* **GIVEN PROBLEM**: Copy the lines below word for word, keeping their order and the answers they carry. Leave the pictures out of your copy.
########
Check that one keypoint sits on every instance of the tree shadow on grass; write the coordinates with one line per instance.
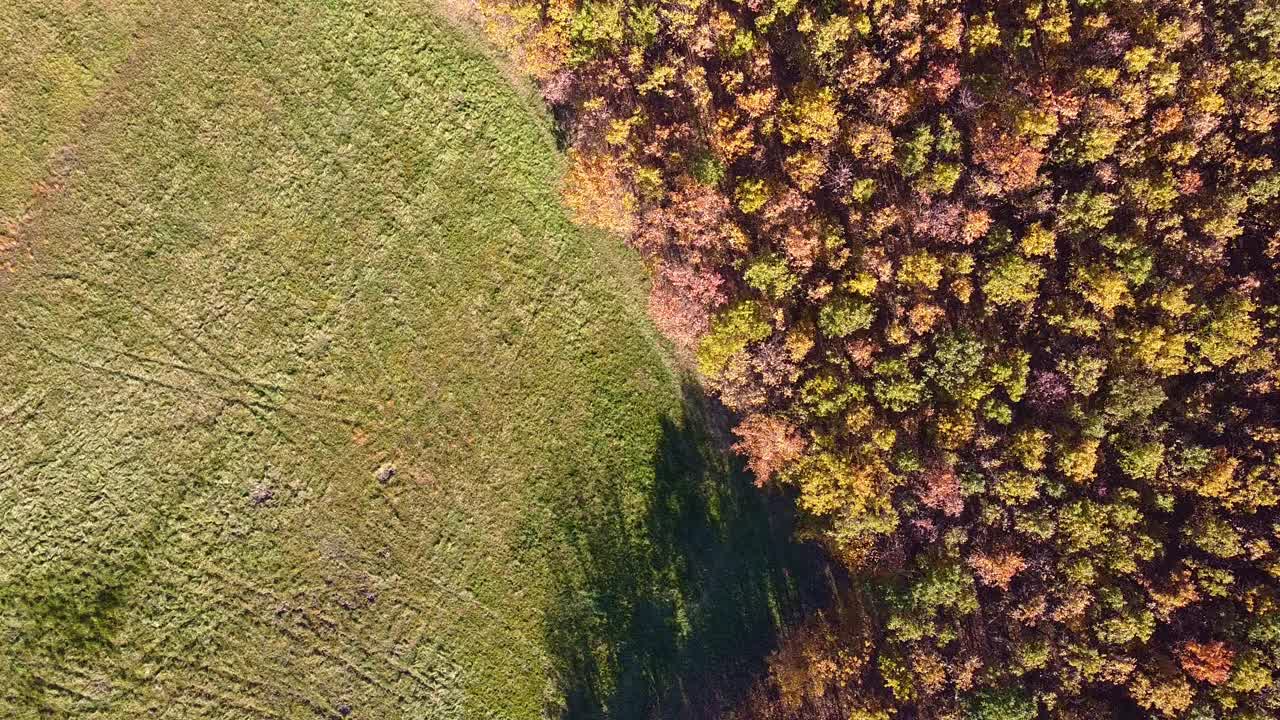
(671, 610)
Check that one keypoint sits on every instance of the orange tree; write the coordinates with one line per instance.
(993, 285)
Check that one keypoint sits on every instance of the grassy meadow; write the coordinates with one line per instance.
(312, 404)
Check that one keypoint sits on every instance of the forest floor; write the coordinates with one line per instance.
(312, 402)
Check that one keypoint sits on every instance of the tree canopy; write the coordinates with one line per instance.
(996, 288)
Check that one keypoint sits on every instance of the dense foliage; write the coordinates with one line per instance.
(995, 287)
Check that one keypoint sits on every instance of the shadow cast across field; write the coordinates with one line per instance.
(667, 604)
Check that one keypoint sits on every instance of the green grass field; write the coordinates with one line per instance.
(256, 254)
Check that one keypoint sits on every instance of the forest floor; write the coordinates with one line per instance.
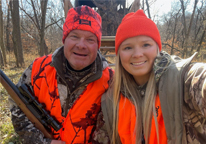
########
* **ANSWER TO THIS PROBLEM**:
Check that one keypoint sits on every instance of the tree shadow on grass; write the coordinates with one line per instance.
(671, 610)
Check that one keypoint sits on every instance of the orange tree; write the coordinates with one line per instance.
(993, 285)
Check that one keypoint sits on every instance of the grassy meadow; write the coordinates with one line per instance.
(312, 404)
Check that one keypoint sits on every instance of the forest floor; write the coordinates with one line per instance.
(312, 402)
Check that one keypoint sits on every instance of the tree canopy; write the coordinates with one line per instance.
(996, 288)
Check that one keypoint sits on every instance of the dense foliage; write the coordinates with one line per instance.
(995, 287)
Check that one keypoint sits on every instance of the shadow cast across field; write the coordinates with one line per instance.
(667, 604)
Check that one keypoint sits on every instance of the green grass field; write the coordinates with one line per instance.
(256, 254)
Check that one keypoint sits on every instance of the forest floor; write the coordinates with one line per instance.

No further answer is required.